• [Objective 1]:
Count the lines in the entries that contain the string "gray", treating case as significant, and give only the number.

The phrase "in Christ" leaps repeatedly from the letters of Paul. When we are baptized, we are somehow, mystically, incorporated into Christ's body. Christians constitute the body of Christ (e.g., 1 Cor. 12:13). We have been crucified with Christ (Gal. 2:20), which allows us to die to the Jewish Law and its condemnation. In Christ, we will all be made alive, just as in Adam we all died (1 Cor. 15:22).

This is something more profound here than a mere legal exchange. We actually die ourselves "in Christ." It is not just Christ dying in our place, it is us dying in Christ's body with him. We participate in his death. We participate in his life. This is not substitution. It is incorporation.

6. With this groundwork laid, we should dispense with all sorts of other foolish rumors about atonement. God the Son, Jesus, is the one who suffered on the cross, not God the Father. Jesus learned what it was to suffer death on the cross. God the Father, however, did not suffer on the cross. [3] God the Father did not learn something on the cross.

The view that God learned what it was like to suffer--indeed, the idea that, in Jesus, God learned what it was like to be human--assumes that God was not all-knowing beforehand. Rather, since God created the possibility of suffering out of nothing, God knew exactly what it was like to suffer from eternity past. He created suffering as a possibility. There is no distinction in God between experiential knowledge and head knowledge for God. This is a human distinction.

In the same way, the popular notion that "God turned his face away" when Jesus assumed our sins finds no clear basis in Scripture. It is rather a romantic notion built on a series of assumptions that go far beyond anything the Scripture says. It both involves a significant anthropomorphism (picturing God in human terms) and a legalistic sense of God's justice.

The Bible simply says nothing of the sort. Our sins cannot harm God. Our actions are just not that significant. God does not throw temper tantrums when people do not listen to him. This is the reaction of someone who is insecure, and Go is not insecure. When the Bible pictures God getting angry at sin, it is impressing the seriousness of sin for us, not for God. We diminish God if we think these images, drawn from humanity as pictures we can understand, literally picture God's mind. He is far greater than that.

In his death, Jesus took humanity's place. That is, he took away our stain and our shame, our curse. He became sin, a sin offering in fact, so that we might become truly righteous in him. And in him we are, if we have the Holy Spirit. We are in Christ, incorporated into his death and incorporated into his life. We have been crucified with Christ, and the life that we now live, we live in the faithfulness of the Son of God, who loved us and gave himself for us.

• [Image object location entries]:
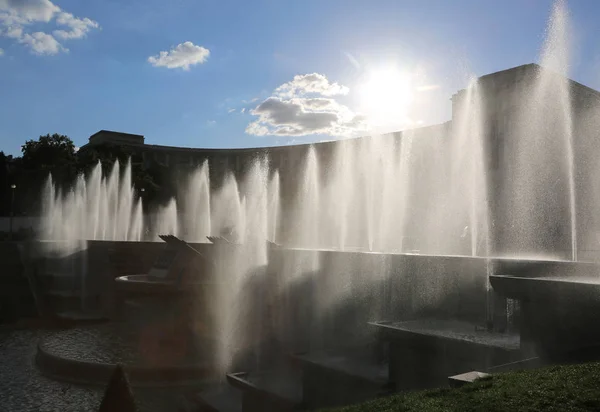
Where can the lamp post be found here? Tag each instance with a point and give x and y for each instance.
(12, 208)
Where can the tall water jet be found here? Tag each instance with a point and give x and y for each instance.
(227, 214)
(96, 208)
(338, 194)
(468, 178)
(196, 220)
(165, 220)
(307, 207)
(544, 218)
(274, 207)
(255, 187)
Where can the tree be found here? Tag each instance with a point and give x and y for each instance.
(54, 154)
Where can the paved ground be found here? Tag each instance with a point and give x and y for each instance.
(24, 389)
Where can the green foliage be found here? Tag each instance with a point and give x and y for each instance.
(49, 152)
(569, 388)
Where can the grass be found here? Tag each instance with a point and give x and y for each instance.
(565, 388)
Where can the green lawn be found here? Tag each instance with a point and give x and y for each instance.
(560, 388)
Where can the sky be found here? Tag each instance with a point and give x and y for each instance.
(223, 74)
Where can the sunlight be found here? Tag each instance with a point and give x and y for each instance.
(386, 95)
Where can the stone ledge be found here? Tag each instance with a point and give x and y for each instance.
(457, 381)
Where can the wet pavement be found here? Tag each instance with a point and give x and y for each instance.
(24, 389)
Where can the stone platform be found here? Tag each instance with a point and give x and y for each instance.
(154, 357)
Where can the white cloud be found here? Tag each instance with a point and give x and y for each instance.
(182, 56)
(78, 28)
(310, 83)
(289, 112)
(42, 43)
(16, 15)
(27, 11)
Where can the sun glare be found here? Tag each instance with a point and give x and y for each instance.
(386, 95)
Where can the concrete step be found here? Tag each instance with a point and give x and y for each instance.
(268, 391)
(59, 281)
(217, 398)
(60, 301)
(333, 380)
(457, 381)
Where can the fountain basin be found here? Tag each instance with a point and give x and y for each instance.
(557, 311)
(89, 355)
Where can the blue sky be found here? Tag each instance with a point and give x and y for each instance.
(259, 73)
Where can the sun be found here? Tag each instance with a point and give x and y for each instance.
(386, 95)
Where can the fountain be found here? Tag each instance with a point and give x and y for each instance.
(388, 253)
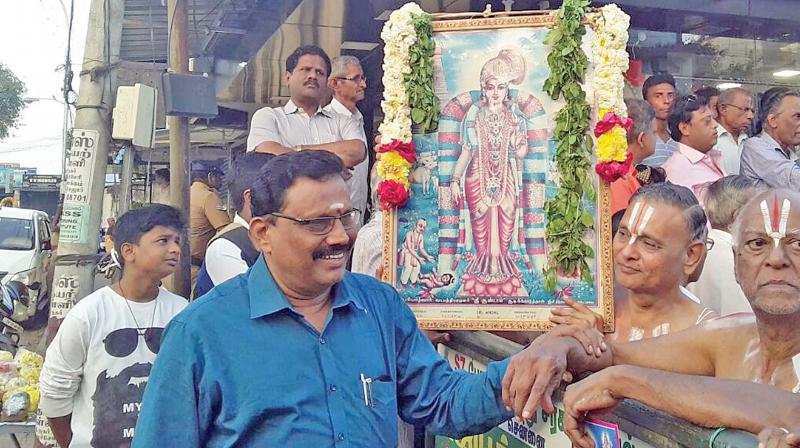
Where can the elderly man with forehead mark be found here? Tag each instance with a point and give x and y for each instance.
(671, 373)
(659, 245)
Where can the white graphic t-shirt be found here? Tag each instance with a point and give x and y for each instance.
(98, 364)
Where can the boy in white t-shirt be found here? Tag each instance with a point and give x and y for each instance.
(97, 366)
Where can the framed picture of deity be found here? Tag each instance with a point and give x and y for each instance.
(467, 251)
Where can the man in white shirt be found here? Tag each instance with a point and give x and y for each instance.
(735, 107)
(348, 83)
(717, 286)
(230, 251)
(302, 123)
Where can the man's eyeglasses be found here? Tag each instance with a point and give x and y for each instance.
(323, 225)
(743, 109)
(356, 79)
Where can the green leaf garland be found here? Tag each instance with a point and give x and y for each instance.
(567, 219)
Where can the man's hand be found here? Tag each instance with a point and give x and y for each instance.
(779, 438)
(590, 394)
(533, 374)
(576, 314)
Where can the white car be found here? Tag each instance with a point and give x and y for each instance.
(26, 257)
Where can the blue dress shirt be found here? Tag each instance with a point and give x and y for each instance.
(241, 367)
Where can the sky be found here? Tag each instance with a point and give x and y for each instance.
(34, 36)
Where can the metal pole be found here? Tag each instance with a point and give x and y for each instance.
(178, 18)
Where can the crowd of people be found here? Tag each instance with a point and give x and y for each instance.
(286, 346)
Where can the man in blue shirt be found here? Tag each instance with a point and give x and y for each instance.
(296, 352)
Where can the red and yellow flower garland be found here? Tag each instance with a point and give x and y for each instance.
(610, 62)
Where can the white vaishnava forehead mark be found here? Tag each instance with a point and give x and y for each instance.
(775, 220)
(638, 221)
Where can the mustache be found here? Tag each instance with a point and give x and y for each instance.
(331, 250)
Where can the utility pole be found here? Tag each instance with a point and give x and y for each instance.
(178, 18)
(85, 174)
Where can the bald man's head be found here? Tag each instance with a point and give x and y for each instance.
(766, 250)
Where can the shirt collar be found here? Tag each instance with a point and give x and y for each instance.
(291, 108)
(239, 220)
(266, 298)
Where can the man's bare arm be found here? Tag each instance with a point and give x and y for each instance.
(683, 352)
(694, 351)
(706, 401)
(352, 152)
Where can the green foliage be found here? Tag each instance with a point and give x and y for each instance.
(567, 220)
(12, 92)
(419, 83)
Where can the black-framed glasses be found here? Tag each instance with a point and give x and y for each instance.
(356, 79)
(743, 109)
(121, 343)
(324, 224)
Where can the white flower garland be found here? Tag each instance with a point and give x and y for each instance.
(398, 35)
(610, 59)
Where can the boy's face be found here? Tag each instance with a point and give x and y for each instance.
(158, 252)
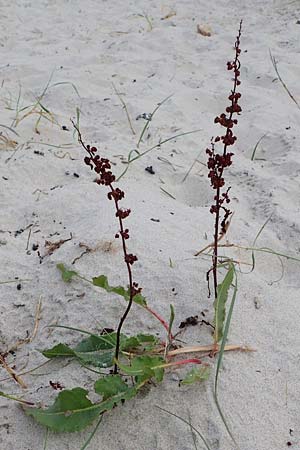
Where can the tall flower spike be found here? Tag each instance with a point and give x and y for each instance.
(218, 162)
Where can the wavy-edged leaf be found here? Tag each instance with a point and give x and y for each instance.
(110, 385)
(66, 274)
(102, 281)
(144, 368)
(196, 374)
(73, 411)
(220, 303)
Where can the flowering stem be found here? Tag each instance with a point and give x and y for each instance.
(102, 167)
(217, 162)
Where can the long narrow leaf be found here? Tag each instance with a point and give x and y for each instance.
(221, 353)
(220, 303)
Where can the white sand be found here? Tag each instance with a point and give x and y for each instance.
(92, 44)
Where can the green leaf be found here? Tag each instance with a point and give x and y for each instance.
(144, 368)
(95, 350)
(220, 303)
(195, 375)
(110, 385)
(66, 274)
(146, 341)
(73, 411)
(101, 281)
(58, 350)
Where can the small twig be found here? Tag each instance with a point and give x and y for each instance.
(35, 329)
(125, 108)
(28, 239)
(221, 235)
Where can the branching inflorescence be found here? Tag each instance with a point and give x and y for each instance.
(105, 177)
(218, 162)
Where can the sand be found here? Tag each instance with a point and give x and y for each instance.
(149, 51)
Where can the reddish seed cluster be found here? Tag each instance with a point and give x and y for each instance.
(217, 162)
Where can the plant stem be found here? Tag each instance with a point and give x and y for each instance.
(131, 291)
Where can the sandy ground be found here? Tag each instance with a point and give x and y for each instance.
(93, 44)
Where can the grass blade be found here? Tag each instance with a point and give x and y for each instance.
(256, 145)
(220, 358)
(86, 443)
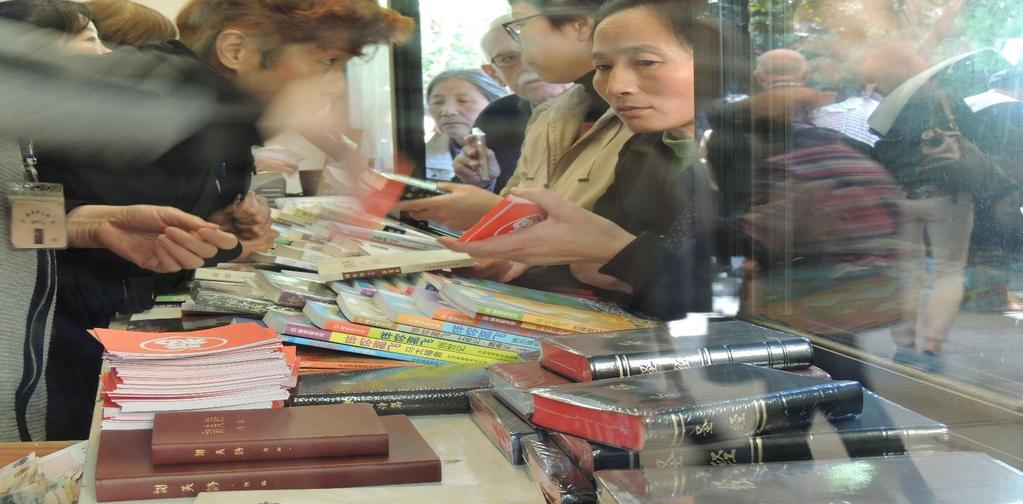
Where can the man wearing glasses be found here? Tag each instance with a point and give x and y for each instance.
(504, 120)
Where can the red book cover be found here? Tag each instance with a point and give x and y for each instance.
(211, 437)
(125, 470)
(177, 345)
(510, 215)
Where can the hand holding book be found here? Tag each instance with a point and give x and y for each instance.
(593, 238)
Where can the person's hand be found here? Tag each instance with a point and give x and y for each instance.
(459, 210)
(569, 235)
(163, 239)
(466, 165)
(249, 219)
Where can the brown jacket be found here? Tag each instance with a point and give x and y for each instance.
(577, 171)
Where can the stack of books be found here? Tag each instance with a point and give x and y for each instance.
(643, 399)
(292, 448)
(238, 366)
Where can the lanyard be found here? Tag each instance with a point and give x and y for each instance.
(29, 161)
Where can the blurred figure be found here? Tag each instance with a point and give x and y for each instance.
(69, 17)
(504, 121)
(454, 100)
(572, 141)
(125, 23)
(242, 52)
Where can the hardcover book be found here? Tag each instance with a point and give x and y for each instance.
(515, 381)
(617, 355)
(561, 482)
(699, 405)
(290, 291)
(883, 429)
(510, 215)
(417, 391)
(216, 437)
(392, 264)
(937, 477)
(499, 424)
(125, 470)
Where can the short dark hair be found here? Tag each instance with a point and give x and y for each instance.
(709, 40)
(62, 15)
(560, 12)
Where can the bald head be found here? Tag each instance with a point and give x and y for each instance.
(782, 66)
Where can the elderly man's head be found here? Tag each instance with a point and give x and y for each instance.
(504, 65)
(782, 67)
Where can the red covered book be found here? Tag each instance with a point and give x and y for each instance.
(700, 405)
(211, 437)
(510, 215)
(125, 470)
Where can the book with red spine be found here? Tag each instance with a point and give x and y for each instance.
(212, 437)
(125, 470)
(699, 405)
(508, 216)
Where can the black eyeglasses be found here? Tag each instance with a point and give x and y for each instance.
(514, 27)
(506, 60)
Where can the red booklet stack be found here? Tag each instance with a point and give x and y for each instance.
(190, 412)
(238, 366)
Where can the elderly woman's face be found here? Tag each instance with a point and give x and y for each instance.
(86, 42)
(454, 104)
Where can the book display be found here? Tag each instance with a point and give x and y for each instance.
(316, 379)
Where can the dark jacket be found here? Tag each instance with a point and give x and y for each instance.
(202, 175)
(504, 123)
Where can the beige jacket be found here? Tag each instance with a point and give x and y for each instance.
(581, 172)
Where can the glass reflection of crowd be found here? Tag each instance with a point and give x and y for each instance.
(856, 188)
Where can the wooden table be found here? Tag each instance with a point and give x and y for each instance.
(10, 452)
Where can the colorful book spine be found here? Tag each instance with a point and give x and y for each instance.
(369, 351)
(423, 331)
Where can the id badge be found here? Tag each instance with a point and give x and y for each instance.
(36, 216)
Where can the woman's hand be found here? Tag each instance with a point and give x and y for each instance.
(163, 239)
(569, 235)
(459, 210)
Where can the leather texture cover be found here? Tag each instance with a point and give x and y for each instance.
(621, 354)
(499, 424)
(561, 482)
(125, 470)
(211, 437)
(415, 391)
(939, 477)
(700, 405)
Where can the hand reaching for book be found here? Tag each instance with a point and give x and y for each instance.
(458, 210)
(158, 238)
(569, 235)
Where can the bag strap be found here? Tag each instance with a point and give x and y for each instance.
(946, 106)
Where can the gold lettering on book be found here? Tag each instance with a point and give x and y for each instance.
(722, 457)
(706, 428)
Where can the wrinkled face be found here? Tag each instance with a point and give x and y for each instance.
(294, 63)
(454, 104)
(86, 42)
(509, 69)
(553, 53)
(645, 73)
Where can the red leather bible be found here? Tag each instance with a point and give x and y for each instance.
(209, 437)
(124, 469)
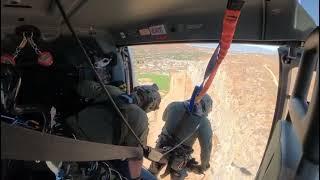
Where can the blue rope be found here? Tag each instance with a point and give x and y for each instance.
(195, 93)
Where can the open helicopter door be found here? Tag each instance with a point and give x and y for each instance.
(292, 151)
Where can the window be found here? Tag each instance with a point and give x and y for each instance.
(244, 93)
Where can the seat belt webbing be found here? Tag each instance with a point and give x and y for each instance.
(23, 144)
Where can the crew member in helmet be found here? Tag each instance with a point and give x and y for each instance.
(99, 122)
(180, 125)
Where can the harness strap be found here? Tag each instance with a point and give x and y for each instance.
(230, 20)
(23, 144)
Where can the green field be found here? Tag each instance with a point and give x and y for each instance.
(162, 80)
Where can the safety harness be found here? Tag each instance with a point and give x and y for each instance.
(231, 16)
(44, 146)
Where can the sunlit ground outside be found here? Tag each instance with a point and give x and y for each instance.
(244, 94)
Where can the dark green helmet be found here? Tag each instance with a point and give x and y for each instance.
(147, 97)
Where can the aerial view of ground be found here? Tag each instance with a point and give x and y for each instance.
(244, 94)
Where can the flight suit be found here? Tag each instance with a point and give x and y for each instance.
(179, 123)
(99, 122)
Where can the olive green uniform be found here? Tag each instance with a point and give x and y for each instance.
(179, 124)
(99, 121)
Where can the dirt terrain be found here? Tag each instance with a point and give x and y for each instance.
(244, 94)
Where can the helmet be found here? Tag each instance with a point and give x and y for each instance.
(206, 104)
(147, 97)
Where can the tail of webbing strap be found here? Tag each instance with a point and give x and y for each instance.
(23, 144)
(230, 20)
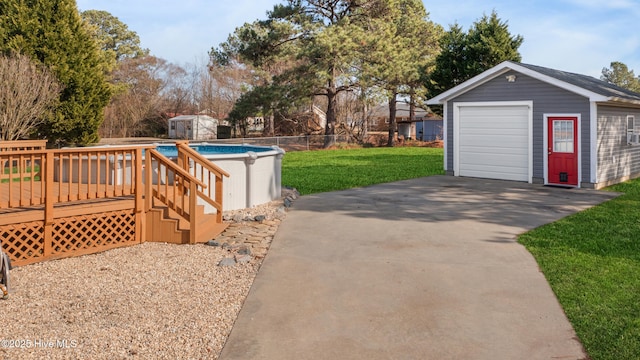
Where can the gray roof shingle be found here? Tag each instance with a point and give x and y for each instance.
(586, 82)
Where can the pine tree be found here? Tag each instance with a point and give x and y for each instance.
(52, 33)
(465, 55)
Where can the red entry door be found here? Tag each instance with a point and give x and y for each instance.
(563, 150)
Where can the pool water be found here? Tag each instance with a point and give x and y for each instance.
(172, 150)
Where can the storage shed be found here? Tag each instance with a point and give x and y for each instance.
(529, 123)
(193, 127)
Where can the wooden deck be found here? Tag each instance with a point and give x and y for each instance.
(59, 203)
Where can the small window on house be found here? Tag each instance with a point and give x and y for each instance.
(633, 136)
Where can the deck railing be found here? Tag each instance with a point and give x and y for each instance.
(40, 182)
(206, 172)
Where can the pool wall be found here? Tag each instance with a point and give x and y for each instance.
(255, 178)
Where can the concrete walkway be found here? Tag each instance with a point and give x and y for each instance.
(420, 269)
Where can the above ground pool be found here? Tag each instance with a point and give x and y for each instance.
(255, 172)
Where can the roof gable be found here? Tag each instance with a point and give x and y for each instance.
(587, 86)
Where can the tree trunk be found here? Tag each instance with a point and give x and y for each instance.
(330, 127)
(392, 119)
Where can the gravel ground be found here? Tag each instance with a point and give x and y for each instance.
(149, 301)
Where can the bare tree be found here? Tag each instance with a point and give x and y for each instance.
(142, 83)
(27, 93)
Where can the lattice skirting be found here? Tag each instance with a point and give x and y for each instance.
(70, 236)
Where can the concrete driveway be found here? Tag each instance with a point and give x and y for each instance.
(420, 269)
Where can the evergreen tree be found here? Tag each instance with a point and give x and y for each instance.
(620, 75)
(52, 33)
(403, 46)
(463, 56)
(305, 47)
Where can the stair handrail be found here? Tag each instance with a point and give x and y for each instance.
(183, 181)
(186, 154)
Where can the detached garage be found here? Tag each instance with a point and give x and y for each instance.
(529, 123)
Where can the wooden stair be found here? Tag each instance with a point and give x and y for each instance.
(165, 225)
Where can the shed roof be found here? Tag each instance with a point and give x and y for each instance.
(590, 87)
(193, 117)
(402, 111)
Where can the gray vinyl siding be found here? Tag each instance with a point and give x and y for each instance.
(616, 160)
(547, 99)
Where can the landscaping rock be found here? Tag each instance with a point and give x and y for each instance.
(243, 259)
(227, 262)
(244, 250)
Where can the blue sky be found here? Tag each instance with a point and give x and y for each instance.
(580, 36)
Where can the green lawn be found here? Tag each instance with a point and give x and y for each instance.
(592, 262)
(328, 170)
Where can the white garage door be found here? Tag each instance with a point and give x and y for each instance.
(493, 141)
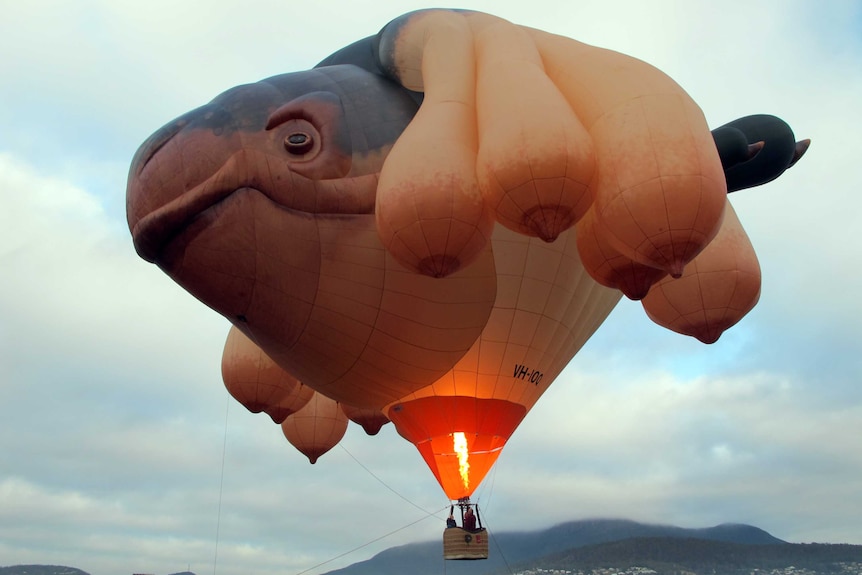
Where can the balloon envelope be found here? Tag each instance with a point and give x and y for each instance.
(256, 381)
(316, 428)
(547, 307)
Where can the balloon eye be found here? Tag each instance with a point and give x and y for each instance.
(298, 143)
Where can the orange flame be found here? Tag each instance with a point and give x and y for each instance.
(459, 441)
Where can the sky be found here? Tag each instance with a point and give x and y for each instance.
(121, 451)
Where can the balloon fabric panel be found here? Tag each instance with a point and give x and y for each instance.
(432, 222)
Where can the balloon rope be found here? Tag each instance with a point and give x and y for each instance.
(221, 483)
(384, 536)
(383, 483)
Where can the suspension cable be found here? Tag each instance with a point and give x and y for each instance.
(375, 540)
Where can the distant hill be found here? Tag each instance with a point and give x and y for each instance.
(52, 570)
(41, 570)
(521, 548)
(671, 556)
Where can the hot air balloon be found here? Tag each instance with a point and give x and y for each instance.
(547, 307)
(371, 420)
(316, 428)
(257, 382)
(718, 288)
(433, 221)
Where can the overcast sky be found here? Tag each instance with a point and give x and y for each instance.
(121, 452)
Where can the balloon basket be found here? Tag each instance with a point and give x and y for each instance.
(459, 543)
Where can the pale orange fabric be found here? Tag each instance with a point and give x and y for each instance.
(316, 428)
(718, 288)
(371, 420)
(257, 382)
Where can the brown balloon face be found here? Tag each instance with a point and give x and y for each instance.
(262, 206)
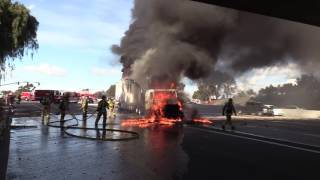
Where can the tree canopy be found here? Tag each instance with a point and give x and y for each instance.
(18, 32)
(305, 93)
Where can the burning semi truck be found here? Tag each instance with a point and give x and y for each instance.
(154, 103)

• [Objective 2]:
Translate into Spanish this sentence from the passage on atonement: "Our sins cannot harm God."

• [Output 1]:
2

• [Output 2]:
Nuestros pecados no pueden dañar a Dios.